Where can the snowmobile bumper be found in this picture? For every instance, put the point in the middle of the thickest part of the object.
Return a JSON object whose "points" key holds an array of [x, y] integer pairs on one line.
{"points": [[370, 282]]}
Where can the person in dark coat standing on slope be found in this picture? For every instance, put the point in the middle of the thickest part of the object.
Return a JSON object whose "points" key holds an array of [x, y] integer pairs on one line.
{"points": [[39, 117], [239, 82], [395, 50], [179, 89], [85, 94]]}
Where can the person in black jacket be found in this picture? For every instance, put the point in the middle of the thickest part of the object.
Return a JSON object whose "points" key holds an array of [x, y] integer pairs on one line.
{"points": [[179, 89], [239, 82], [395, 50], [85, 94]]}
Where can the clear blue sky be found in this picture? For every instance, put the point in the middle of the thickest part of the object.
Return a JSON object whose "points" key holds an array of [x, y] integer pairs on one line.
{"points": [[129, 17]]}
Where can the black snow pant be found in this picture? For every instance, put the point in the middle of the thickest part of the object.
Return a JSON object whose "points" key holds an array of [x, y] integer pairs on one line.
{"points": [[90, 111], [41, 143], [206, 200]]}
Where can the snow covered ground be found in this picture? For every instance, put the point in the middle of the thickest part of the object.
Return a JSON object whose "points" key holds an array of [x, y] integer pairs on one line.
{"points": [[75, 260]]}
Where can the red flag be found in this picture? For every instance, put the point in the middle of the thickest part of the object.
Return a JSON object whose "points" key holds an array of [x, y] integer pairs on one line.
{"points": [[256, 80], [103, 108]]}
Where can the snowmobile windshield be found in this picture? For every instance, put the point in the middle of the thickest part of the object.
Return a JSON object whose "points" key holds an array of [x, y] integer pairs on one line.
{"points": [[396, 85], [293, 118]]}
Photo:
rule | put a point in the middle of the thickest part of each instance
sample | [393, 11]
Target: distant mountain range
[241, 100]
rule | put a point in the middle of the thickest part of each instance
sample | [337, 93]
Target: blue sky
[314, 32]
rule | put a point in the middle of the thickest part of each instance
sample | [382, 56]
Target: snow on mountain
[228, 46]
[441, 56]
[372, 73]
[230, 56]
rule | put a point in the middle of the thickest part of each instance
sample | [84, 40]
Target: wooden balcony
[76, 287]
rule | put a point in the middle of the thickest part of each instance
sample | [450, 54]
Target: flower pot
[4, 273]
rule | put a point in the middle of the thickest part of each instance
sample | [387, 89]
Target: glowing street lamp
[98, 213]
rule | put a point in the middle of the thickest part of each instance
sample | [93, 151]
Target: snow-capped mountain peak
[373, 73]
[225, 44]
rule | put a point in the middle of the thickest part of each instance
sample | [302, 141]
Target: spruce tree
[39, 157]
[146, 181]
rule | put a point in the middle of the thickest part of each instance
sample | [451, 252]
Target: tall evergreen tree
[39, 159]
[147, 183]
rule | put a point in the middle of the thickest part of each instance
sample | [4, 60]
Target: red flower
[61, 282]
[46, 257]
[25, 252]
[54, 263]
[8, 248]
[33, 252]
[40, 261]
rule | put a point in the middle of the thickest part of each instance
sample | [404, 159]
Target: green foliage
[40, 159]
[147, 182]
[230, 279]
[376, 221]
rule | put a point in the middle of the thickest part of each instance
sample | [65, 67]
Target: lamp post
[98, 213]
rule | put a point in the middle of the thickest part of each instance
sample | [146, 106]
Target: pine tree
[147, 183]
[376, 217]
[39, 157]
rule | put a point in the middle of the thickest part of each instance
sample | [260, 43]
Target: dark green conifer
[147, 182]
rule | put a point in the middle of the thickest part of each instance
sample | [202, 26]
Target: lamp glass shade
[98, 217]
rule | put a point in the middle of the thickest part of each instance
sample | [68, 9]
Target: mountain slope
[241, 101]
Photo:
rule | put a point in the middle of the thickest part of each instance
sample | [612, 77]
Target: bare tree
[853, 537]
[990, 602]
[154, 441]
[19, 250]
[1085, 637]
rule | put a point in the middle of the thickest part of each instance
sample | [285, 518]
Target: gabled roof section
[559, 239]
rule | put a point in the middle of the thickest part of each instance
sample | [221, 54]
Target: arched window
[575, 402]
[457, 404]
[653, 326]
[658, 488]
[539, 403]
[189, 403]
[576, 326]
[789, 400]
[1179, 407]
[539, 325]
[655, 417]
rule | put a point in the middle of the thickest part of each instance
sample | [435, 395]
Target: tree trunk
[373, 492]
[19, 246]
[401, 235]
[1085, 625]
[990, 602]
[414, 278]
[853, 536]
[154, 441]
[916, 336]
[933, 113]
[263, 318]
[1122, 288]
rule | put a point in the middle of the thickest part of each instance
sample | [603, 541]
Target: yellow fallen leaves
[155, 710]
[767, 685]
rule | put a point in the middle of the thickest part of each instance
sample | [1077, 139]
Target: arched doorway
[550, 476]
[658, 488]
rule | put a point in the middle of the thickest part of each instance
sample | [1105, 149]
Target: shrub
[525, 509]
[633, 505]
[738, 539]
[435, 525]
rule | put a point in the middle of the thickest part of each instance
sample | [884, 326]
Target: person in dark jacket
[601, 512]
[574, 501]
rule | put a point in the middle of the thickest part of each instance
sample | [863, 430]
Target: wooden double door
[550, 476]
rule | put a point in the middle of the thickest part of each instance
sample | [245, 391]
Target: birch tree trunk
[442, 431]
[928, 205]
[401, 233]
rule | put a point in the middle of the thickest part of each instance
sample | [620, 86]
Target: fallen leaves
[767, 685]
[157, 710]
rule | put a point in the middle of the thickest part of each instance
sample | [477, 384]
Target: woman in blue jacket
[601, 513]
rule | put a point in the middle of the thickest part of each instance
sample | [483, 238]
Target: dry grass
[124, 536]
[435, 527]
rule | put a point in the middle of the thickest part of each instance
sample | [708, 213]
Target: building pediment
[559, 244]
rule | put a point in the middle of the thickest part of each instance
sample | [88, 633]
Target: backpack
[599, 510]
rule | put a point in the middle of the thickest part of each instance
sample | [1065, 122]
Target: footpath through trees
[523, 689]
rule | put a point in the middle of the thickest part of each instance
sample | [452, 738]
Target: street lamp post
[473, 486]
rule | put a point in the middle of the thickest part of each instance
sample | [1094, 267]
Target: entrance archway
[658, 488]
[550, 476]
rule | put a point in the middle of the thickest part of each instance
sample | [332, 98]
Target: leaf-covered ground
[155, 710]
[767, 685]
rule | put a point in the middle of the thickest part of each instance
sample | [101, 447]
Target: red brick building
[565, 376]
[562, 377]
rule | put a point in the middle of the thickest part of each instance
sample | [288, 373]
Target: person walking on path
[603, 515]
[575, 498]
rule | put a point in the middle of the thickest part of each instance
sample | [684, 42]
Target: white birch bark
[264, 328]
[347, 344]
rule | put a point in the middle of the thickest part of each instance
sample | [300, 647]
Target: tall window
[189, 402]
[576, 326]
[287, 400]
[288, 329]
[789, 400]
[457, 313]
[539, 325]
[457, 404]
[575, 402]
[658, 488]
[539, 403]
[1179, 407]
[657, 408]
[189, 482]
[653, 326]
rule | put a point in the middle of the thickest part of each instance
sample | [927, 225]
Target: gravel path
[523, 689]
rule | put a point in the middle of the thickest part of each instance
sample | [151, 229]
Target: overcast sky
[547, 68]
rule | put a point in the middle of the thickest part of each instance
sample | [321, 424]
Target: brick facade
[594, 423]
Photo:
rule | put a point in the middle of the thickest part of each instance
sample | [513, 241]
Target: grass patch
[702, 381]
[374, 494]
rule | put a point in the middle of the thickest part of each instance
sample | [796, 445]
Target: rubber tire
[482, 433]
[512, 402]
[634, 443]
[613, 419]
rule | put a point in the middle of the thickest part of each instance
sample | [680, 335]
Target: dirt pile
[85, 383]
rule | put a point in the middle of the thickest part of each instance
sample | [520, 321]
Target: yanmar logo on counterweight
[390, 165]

# # # # #

▶ **Problem statement**:
Your reply must contain exactly the lines from the first line of the data through the line holding "Where can the snow covered", and nothing more.

▶ **Expected answer**:
Where can the snowmobile bumper be found in this picture? For every instance, put the point in the middle of the thickest part of the object.
Return a JSON object whose "points" key holds an array of [x, y] integer pairs on one line.
{"points": [[370, 282]]}
Where can the person in dark coat standing on slope be found in this picture? For every instance, put the point in the middle of the thickest part of the object.
Return a JSON object whose "points" key holds an array of [x, y] integer pairs on one line.
{"points": [[39, 117], [239, 82], [395, 50], [179, 89], [85, 94]]}
Where can the person in black jacket be found in this picture? For every instance, put the point in the middle of the thickest part of the object.
Return a JSON object whose "points" key holds an array of [x, y] integer pairs on one line.
{"points": [[179, 89], [239, 82], [395, 50], [85, 94]]}
Where can the clear blue sky be found in this picture? For every instance, put the point in the middle of the thickest part of the object.
Return a JSON object whose "points" key holds an array of [x, y] integer pairs on one line.
{"points": [[129, 17]]}
Where can the black snow pant be found in this picture? For every instance, put the point in the middle of the thickest part of the object.
Return a JSON object whose "points" key holds an array of [x, y] integer pairs on one line.
{"points": [[90, 111], [41, 143], [206, 200]]}
Where can the snow covered ground be found in this picture? For every instance, put the point in the middle of the thickest part of the object.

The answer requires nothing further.